• **Text extract**:
I did a lot of digging into the numbers to see which contracts could realistically be altered in the 2019 and 2020 seasons. (I may have a problem. I love doing this kind of stuff.) Here is a short list of the starters and key reserves who may not play for the 2019 Broncos.

Bradley Roby – UFA in 2019.

Darian Stewart – $2.8 million in dead money if he’s cut vs $3.6 million in cap savings.

Tramaine Brock – UFA in 2019.

Demaryius Thomas – $3.5 million in dead money if he’s cut vs $14 million in cap savings.

Emmanuel Sanders – $2.68 million in dead money if he’s cut vs $12.9 million in cap savings.

Jared Veldheer – UFA in 2019.

Max Garcia – UFA in 2019.

Billy Turner – UFA in 2019.

Menelik Watson – Some disparity in reports. A team option in 2019. $1.3 million in dead money if he’s cut vs $6.1 million in cap savings.

• **Stored data entries**:
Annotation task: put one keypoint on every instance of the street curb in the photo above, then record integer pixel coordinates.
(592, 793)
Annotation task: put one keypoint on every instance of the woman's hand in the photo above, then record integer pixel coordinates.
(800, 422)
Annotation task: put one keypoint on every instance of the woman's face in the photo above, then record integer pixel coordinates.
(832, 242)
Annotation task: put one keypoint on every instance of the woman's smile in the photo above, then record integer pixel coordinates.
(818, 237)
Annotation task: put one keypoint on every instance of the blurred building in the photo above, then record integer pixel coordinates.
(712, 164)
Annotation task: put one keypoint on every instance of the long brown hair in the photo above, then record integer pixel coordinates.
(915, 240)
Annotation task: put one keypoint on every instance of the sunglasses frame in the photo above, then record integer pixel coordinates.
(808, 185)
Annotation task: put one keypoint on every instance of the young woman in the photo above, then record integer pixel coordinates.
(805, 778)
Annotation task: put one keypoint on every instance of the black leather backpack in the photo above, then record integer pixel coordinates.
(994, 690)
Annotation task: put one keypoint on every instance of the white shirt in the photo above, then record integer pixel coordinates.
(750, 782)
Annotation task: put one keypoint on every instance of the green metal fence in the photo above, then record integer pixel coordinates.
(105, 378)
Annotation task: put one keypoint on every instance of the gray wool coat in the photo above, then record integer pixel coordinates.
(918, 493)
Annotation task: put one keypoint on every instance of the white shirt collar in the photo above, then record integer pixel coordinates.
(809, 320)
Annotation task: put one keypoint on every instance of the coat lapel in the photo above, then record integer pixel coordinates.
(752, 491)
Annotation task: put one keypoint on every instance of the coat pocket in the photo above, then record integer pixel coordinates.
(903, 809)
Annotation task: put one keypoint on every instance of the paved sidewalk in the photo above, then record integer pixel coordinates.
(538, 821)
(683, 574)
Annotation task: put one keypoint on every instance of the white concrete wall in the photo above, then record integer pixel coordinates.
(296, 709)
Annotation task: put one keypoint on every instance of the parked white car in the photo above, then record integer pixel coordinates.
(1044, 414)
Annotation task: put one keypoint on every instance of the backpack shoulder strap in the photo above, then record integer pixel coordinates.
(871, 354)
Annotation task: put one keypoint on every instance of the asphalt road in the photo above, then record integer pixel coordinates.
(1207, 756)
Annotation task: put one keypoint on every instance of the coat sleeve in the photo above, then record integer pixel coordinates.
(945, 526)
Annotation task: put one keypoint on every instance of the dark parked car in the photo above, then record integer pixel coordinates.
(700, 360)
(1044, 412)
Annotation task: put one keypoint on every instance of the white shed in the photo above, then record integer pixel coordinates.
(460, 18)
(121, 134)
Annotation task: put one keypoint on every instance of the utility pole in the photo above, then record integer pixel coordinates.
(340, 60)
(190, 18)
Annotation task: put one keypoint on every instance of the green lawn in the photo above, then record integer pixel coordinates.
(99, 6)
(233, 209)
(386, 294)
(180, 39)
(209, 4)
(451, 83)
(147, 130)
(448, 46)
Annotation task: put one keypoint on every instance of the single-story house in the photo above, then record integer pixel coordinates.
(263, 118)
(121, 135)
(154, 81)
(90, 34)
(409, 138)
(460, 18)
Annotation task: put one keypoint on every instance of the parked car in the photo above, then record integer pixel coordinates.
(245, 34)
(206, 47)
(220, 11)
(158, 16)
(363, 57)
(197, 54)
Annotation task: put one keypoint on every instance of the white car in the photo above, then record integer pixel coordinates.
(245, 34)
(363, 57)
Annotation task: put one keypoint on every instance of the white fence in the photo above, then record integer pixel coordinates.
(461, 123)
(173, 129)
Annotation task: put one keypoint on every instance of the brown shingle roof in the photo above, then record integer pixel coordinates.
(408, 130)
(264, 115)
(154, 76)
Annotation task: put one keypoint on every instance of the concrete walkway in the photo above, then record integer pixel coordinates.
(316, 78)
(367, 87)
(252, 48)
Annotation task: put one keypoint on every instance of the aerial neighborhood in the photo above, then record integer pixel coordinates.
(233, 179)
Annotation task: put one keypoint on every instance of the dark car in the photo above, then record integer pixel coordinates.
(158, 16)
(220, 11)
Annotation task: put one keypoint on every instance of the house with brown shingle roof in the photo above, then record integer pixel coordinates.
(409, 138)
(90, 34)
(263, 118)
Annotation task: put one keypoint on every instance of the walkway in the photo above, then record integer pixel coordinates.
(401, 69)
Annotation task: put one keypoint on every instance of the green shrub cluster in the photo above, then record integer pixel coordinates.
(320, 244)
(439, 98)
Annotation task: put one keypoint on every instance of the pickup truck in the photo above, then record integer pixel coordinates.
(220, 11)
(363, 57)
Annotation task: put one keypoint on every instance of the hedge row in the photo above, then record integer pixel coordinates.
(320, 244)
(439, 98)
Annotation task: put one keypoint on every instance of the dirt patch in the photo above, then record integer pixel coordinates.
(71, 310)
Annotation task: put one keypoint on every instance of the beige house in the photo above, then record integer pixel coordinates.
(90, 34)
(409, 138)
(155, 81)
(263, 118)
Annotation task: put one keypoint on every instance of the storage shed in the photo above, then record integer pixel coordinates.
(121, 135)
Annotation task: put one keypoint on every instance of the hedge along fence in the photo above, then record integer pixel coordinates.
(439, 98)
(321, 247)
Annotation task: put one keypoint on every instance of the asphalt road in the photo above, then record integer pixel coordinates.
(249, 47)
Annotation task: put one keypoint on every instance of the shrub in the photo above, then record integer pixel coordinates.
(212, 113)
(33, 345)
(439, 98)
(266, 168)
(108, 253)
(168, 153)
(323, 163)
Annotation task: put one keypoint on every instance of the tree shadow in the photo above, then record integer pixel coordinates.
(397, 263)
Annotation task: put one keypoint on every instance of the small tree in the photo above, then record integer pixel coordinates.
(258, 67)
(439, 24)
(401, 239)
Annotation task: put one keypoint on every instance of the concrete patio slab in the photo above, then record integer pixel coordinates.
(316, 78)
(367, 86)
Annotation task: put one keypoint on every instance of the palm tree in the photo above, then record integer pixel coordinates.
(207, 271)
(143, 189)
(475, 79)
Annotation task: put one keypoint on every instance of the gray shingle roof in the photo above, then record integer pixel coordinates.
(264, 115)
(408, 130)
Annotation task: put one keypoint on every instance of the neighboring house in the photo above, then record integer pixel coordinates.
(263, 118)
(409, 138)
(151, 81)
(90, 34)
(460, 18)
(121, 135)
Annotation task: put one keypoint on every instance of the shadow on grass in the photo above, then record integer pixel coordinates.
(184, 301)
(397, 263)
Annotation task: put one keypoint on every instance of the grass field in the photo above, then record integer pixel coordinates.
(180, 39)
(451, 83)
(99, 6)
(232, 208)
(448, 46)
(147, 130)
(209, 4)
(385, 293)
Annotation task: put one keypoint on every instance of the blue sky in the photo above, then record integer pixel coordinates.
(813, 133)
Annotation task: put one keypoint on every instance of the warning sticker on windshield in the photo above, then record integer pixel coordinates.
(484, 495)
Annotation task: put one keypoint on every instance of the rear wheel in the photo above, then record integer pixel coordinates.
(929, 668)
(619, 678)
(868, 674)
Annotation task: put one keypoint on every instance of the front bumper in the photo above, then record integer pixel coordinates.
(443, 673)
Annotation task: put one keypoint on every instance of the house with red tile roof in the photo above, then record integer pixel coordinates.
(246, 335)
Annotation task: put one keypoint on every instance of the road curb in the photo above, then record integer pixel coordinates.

• **What this exercise asks**:
A. Turn the stored data entries from the line with "the coat lapel" to the line with "(1044, 414)", both included, into a Markdown table with the columns Row and Entry. Skip blank lines and cover only those lines.
B. Carry on the text about Broncos contracts for 2019 from where it stops.

• **Responses to the tasks**:
A.
| Row | Entry |
|---|---|
| 1 | Annotation task: put one keypoint on every instance of the coat lapel in the photo above, then record integer pixel coordinates. |
| 2 | (752, 491) |
| 3 | Annotation task: put one keypoint on every instance of the coat pocket in the photo above, then record integer pixel coordinates. |
| 4 | (903, 809) |
| 5 | Annotation task: put one keypoint on every instance of the paved sidewalk in the photo above, then record integer pixel coordinates. |
| 6 | (538, 821) |
| 7 | (683, 574) |
| 8 | Annotation task: put one keypoint on every instance of the white concrete wall in the photo above, then record integer pixel coordinates. |
| 9 | (296, 709) |
| 10 | Annotation task: put one keypoint on every instance of the parked white car in the photo above, then record integer pixel coordinates. |
| 11 | (1044, 414) |

B.
Ronald Leary – $1.75 million in dead money if he’s cut vs $7.6 million in cap savings.

Derek Wolfe – $2.37 million in dead money if he’s cut vs $8.5 million in cap savings.

Clinton McDonald – No dead money if cut. $4 million cap number.

Domata Peko – UFA in 2019.

Shelby Harris – Some disparity in reports. Either he’s an RFA or a UFA in 2019.

Zach Kerr – UFA in 2019.

Brandon Marshall – $4 million in dead money vs $5 million in cap savings.

Todd Davis – $2 million in dead money vs $3 million in cap savings.

Obviously that list doesn’t include guys like Matt Paradis, Shane Ray, and Shaquil Barrett. They’re status going forward is far more dependent on their own performance and cost than the Broncos’ record next year. I’d also be shocked if Von Miller or Chris Harris weren’t on next year’s team as they’re both Hall of Fame talents at priority positions. Lastly, Paxton Lynch will finish his rookie deal here unless someone offers Elway more than a ham sandwich. It makes little sense to cut him.

That’s a ton of guys, and I doubt they all go. So who’s most likely playing their last year in orange and blue?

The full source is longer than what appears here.